Return every line of the material exactly.

──────── EXTRACTED MATERIAL

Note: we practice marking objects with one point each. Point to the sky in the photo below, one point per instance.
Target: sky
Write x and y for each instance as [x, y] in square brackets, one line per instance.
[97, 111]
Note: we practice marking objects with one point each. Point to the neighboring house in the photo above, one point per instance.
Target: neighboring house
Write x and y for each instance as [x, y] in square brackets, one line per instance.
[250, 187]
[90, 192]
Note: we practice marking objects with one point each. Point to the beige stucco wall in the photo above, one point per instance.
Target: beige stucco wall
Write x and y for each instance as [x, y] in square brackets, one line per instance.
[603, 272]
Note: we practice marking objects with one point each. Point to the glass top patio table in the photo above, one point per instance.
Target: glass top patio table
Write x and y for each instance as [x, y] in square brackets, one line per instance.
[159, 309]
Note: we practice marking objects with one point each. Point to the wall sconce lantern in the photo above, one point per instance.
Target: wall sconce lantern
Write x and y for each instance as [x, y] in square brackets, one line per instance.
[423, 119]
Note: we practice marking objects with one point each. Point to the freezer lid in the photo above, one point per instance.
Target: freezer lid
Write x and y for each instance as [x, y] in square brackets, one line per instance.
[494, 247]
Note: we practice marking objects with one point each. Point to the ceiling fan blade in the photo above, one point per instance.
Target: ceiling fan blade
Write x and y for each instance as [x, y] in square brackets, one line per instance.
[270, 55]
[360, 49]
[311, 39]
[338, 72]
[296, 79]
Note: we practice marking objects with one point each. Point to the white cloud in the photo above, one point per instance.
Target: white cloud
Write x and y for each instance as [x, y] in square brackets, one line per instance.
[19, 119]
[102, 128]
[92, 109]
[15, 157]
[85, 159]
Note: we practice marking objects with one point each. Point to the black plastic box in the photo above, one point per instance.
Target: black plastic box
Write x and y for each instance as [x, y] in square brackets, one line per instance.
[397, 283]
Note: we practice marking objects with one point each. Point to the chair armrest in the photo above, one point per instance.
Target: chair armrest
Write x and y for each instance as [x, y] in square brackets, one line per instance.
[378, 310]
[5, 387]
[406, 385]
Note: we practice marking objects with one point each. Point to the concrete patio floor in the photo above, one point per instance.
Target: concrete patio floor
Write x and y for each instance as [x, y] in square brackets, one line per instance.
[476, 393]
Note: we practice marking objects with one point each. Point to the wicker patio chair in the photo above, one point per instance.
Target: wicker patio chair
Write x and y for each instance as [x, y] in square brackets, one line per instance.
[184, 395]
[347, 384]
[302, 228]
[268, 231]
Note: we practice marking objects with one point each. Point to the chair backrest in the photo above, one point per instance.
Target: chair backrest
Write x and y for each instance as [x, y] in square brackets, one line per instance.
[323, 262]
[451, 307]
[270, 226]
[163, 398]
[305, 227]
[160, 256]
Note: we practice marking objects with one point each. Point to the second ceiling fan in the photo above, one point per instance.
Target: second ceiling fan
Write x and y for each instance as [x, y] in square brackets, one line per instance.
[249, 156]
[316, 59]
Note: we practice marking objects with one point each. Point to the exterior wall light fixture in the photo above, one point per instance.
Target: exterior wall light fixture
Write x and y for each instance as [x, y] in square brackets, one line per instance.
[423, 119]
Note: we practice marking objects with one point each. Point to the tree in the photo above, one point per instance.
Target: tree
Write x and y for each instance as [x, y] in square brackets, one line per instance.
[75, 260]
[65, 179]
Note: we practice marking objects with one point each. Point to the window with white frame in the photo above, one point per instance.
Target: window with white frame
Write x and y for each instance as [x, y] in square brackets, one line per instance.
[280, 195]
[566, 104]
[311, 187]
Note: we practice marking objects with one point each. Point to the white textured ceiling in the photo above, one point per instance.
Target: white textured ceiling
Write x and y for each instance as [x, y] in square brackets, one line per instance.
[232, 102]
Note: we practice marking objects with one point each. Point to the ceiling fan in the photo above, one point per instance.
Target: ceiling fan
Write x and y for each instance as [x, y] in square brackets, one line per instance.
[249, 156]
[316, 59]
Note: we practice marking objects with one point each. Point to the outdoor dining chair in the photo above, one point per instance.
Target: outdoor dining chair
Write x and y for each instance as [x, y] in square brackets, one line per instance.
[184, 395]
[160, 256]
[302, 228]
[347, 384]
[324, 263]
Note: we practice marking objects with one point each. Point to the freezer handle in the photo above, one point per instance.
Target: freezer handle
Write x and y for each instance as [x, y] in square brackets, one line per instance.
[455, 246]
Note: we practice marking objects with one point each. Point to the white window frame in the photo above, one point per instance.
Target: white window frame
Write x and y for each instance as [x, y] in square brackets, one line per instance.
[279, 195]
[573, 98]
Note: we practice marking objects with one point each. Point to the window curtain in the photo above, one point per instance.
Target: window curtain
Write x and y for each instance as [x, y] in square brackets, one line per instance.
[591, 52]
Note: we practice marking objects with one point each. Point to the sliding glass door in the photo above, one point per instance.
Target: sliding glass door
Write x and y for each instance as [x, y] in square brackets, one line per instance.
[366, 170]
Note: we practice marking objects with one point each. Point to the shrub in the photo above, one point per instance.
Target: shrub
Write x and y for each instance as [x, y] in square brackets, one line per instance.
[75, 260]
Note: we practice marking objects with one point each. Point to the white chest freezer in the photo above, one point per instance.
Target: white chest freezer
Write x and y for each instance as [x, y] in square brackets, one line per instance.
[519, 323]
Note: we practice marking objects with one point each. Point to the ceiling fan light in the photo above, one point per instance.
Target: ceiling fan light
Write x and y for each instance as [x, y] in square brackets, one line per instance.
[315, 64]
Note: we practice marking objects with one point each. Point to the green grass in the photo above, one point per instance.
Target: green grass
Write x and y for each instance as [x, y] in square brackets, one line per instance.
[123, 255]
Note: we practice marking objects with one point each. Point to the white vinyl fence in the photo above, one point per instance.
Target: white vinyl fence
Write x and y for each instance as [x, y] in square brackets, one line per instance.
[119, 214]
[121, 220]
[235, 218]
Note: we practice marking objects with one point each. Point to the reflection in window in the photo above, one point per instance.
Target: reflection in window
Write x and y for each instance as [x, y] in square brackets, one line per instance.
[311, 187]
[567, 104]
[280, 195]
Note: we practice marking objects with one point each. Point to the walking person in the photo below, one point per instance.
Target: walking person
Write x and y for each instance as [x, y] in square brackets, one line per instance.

────────────────

_WRITTEN ANSWER_
Note: we practice marking objects with one point each. Point to the sky in the photo below, one point per instance.
Target: sky
Write x and y for each instance as [x, y] in square brackets, one line per instance.
[97, 111]
Note: we practice marking objects with one point each. Point to the neighboring house in the photo above, one point per instance.
Target: neighboring house
Write x and y for each instance as [x, y] in square brackets, one line per instance.
[250, 187]
[90, 192]
Note: we practice marking objects with one point each. Point to the beige stucco wall in the photo above, one point per instance.
Target: beige stucco wall
Write x and y for each instance as [x, y] in square brackets, one line per instance.
[603, 272]
Note: we practice marking objects with one point each. Point to the glass top patio table in the photo above, one point per instance.
Target: glass top patio table
Write x and y for each instance as [x, y] in square brackets, one line per instance.
[159, 309]
Note: we practice marking objects with one point each. Point to the wall sconce lantern in the photo above, one point per instance.
Target: wall sconce lantern
Write x and y for each instance as [x, y] in square brackets, one line per instance.
[423, 119]
Note: we practice marking objects with one point each. Point to the freezer lid in the photo above, one point per instance.
Target: freezer lid
Write x and y for each instance as [x, y] in square brackets, one line per instance.
[494, 247]
Note: we practice marking objects with one point each. Point to the ceiling fan blade in the photo above, one point per instance.
Target: ceiling fan blade
Write x and y for each instance as [x, y] in square brackets, one line per instance.
[270, 55]
[360, 49]
[311, 39]
[338, 72]
[296, 79]
Note: we practice marking objects with one point each. Point to the white cloud in the photo above, one point per instance.
Target: white cloud
Write x and y for each instance as [x, y] in square brackets, one line per instance.
[19, 119]
[102, 128]
[92, 109]
[15, 157]
[85, 159]
Note: we practice marking objects with one point each. Point to the black plastic box in the photo above, one point per instance.
Target: black plastic box
Write x and y for each instance as [x, y] in square brackets, one line per instance.
[397, 283]
Note: we practice marking objects with one point each. Point to the chair armrest in the photo above, one point per instance.
Target: chair armrest
Write x and y for each instance as [x, y] in square brackets, one line per instance.
[378, 310]
[5, 387]
[406, 385]
Note: we practice marking objects with one point each. Point to the concrete patio floor in the photo above, one point per instance.
Target: concrete patio floor
Write x and y for each instance as [x, y] in square brackets, one line per instance.
[476, 393]
Note: we practice marking objects with one point each. Point to the wicker patio chair in the photo above, one point per instance.
Target: wicker patio chair
Write x and y for each instance as [x, y] in square brackets, one line per instance.
[184, 395]
[347, 384]
[302, 228]
[268, 231]
Note: we practice marking objects with one point each. Point to the chair backrest in the photo above, one point per instance.
Target: chair backrest
Write x and y for each instance as [x, y] in square brackets, one line per instance.
[323, 262]
[451, 307]
[270, 226]
[163, 398]
[305, 227]
[160, 256]
Note: we practice marking objects with one point each. Point to the second ceiling fan in the photo above, one point per instance.
Target: second ceiling fan
Write x and y for each instance as [x, y] in square brackets, one line per instance.
[249, 156]
[316, 59]
Note: we practice marking objects with one point each. Point to the exterior wall light fixture in the photo above, one point per instance.
Target: exterior wall light fixture
Write x and y for each instance as [x, y] in square brackets, one line per instance.
[423, 119]
Note: we practice marking objects with one point each. Point to the tree in the photo above, one point per instance.
Target: tree
Write x and y for each instance as [x, y] in square brackets, one line per instance.
[75, 260]
[65, 179]
Note: we practice marking objects with one point each. Point to the window with white frame in the photo above, one point per instance.
Target: window with white frame
Write x and y for each instance as [x, y] in square brackets, one line per instance.
[280, 195]
[566, 104]
[311, 187]
Note: we practice marking objects with one point each. Point to the white textured ceiling in the photo above, one point per instance.
Target: white textured ceiling
Write x and y for each instance as [x, y] in square brackets, one line per instance.
[232, 102]
Note: we practice marking objects with one point each. Point to the ceiling fan in the photo above, one point per instance.
Target: ceiling fan
Write x and y for each instance as [x, y] in square brackets, one line per instance.
[249, 156]
[316, 59]
Note: we practice marking objects with one point each. Point to the outdoor dining chair in the photo above, one point per instance.
Target: outdoor dining chair
Write x and y for each instance as [x, y] in square brackets, one line per instance.
[184, 395]
[160, 256]
[302, 228]
[347, 384]
[324, 263]
Note: we practice marking objects with one point each. Point to the freezer handle in the photo above, one point per instance.
Target: freezer handle
Write x and y for each instance as [x, y] in square brackets, one line per instance.
[455, 246]
Note: we practice marking objects with one point each. Point to the white window frame in the photo above, one point per instance.
Target: white window frame
Write x and y for each instance as [x, y] in square brackets, one line per instance.
[279, 195]
[573, 98]
Note: we practice marking objects with one point each. Point to the window curtain in the photo above, one point per instance.
Target: window curtain
Write x and y for each instance as [x, y] in square brackets, one line per instance.
[591, 52]
Note: we practice marking objects with one point each. Point to the sliding glass door in the photo above, one point per instance.
Target: sliding glass door
Write x and y for each instance as [x, y] in square brackets, one line per instance.
[366, 170]
Note: we practice marking objects with one point each. Point to the shrub in the photo above, one point per instance.
Target: shrub
Write x and y for each instance as [x, y] in square brackets, one line per instance.
[75, 260]
Note: we practice marking objects with one point each. Point to the white chest freezer in the photo above, one point per instance.
Target: white chest freezer
Write x and y for each instance as [x, y] in square brackets, one line per instance.
[519, 323]
Note: we practice marking objects with one point each. Point to the ceiling fan light in the photo above, one point per instance.
Target: ceiling fan light
Write x and y for each instance as [x, y] in square brackets, one line per instance.
[315, 64]
Note: we practice marking objects with one point each. Point to the green grass in the photo above, one point per instance.
Target: green grass
Write x and y for each instance as [x, y] in square brackets, one line per instance.
[123, 255]
Note: we practice marking objects with one point each. Point to the white vinyl fence in the photo above, one point per instance.
Target: white vinyl fence
Write x and y for each instance as [x, y] in square brackets, one line per instance.
[119, 214]
[121, 220]
[235, 218]
Note: we practice marking objects with one point each. Point to the reflection in window in the photo above, one point per instance.
Target: reflection in window
Write x and y for each instance as [x, y] in square brackets, one line per instance.
[311, 187]
[567, 104]
[280, 195]
Note: we practice marking objects with one point each. Point to the walking person in the photo below, one point per instance.
Target: walking person
Write x and y for each instance as [x, y] in square brackets, one line per instance.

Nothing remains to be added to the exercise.